» **Record list**:
※ ※ ※
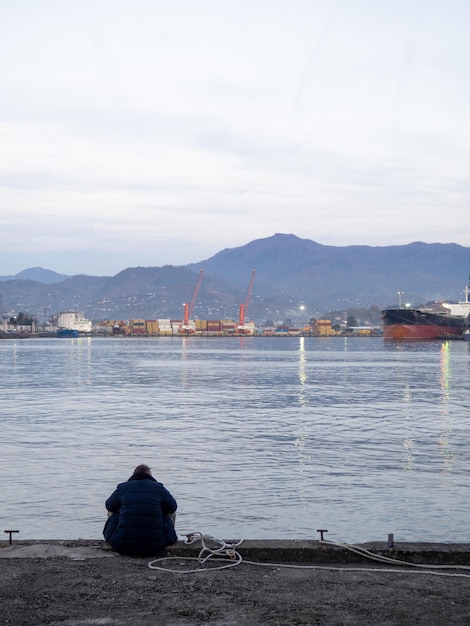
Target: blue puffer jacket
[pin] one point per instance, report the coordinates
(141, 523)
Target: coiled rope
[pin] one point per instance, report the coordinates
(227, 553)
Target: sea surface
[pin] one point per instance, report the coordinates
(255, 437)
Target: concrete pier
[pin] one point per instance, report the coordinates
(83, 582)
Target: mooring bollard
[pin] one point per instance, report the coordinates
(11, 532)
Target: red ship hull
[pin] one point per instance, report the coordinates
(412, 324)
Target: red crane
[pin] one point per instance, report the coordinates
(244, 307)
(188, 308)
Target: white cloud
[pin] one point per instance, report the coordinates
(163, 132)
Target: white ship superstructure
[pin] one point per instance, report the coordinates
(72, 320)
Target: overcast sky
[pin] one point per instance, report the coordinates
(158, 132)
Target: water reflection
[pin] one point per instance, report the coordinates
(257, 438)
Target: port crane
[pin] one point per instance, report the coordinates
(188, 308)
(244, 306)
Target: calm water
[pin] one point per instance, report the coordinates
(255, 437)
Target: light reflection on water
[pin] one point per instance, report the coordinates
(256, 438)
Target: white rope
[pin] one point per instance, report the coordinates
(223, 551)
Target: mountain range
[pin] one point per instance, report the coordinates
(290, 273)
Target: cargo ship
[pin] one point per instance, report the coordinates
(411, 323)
※ ※ ※
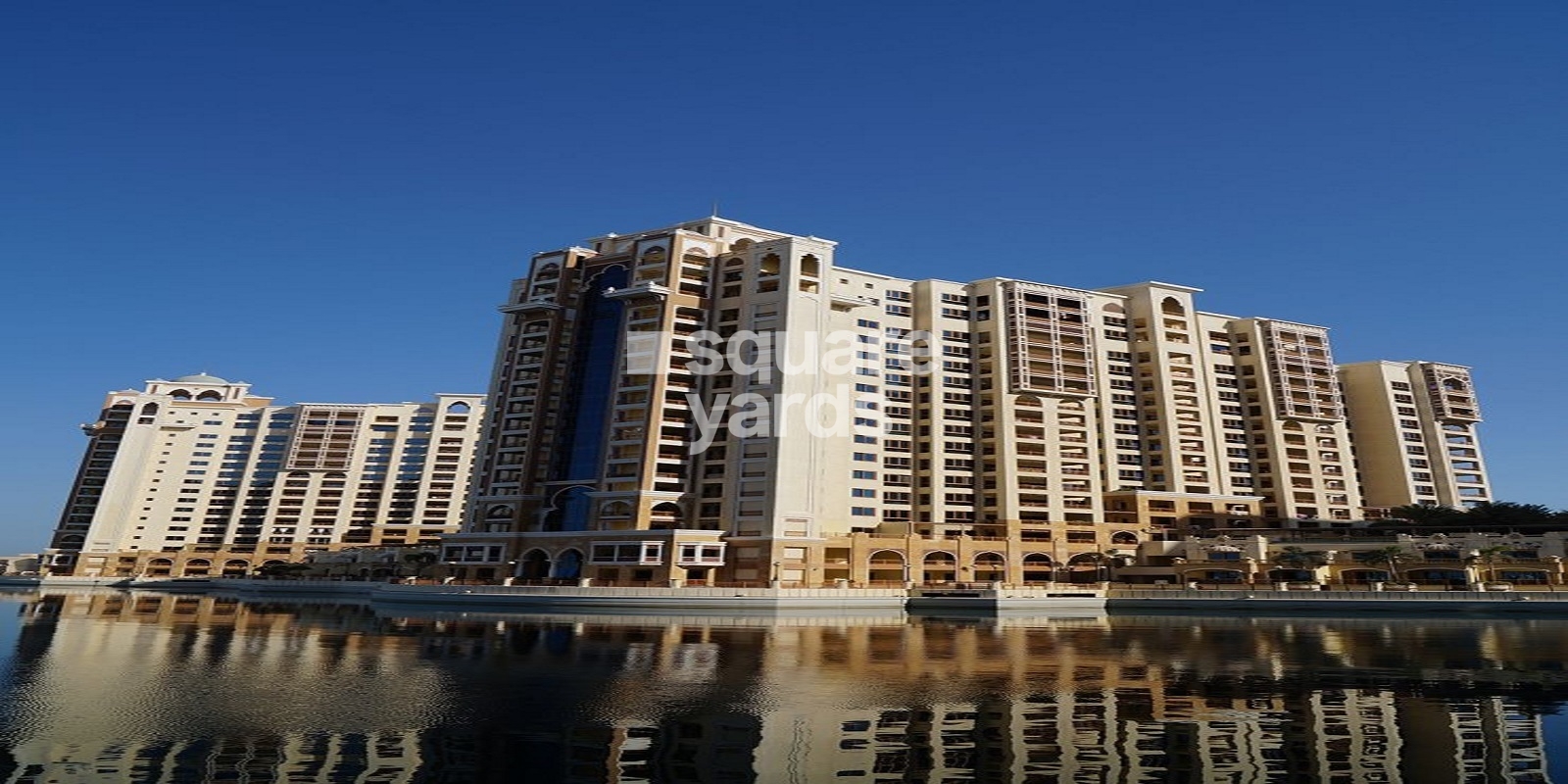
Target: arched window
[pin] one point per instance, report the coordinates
※ ※ ※
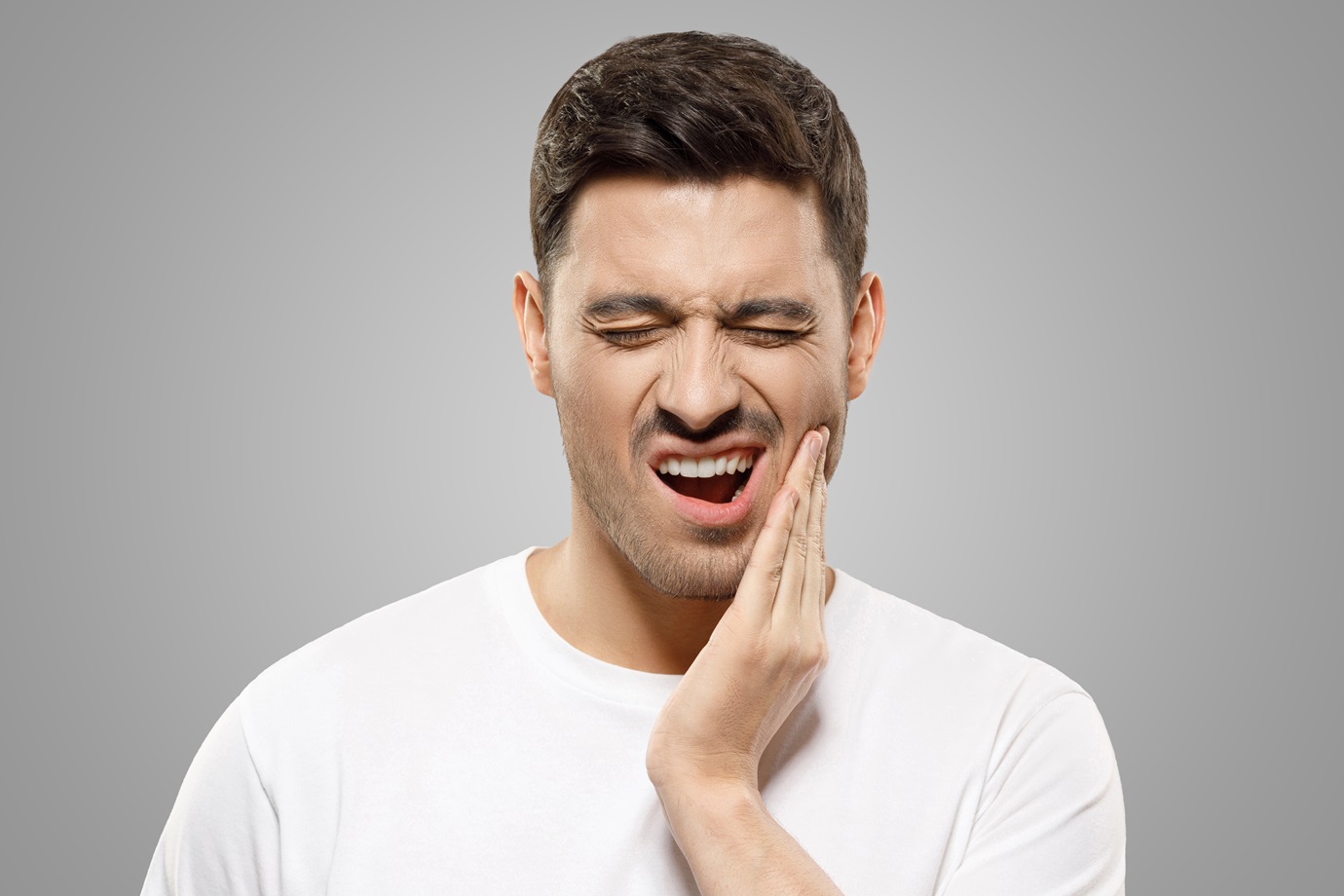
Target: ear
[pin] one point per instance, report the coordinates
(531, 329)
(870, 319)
※ ※ ※
» **Requirements**:
Extract every line from the entries above that contains the word "rope", and copy each of those lines in full.

» **Finished exercise**:
Target: coiled rope
Target: white rope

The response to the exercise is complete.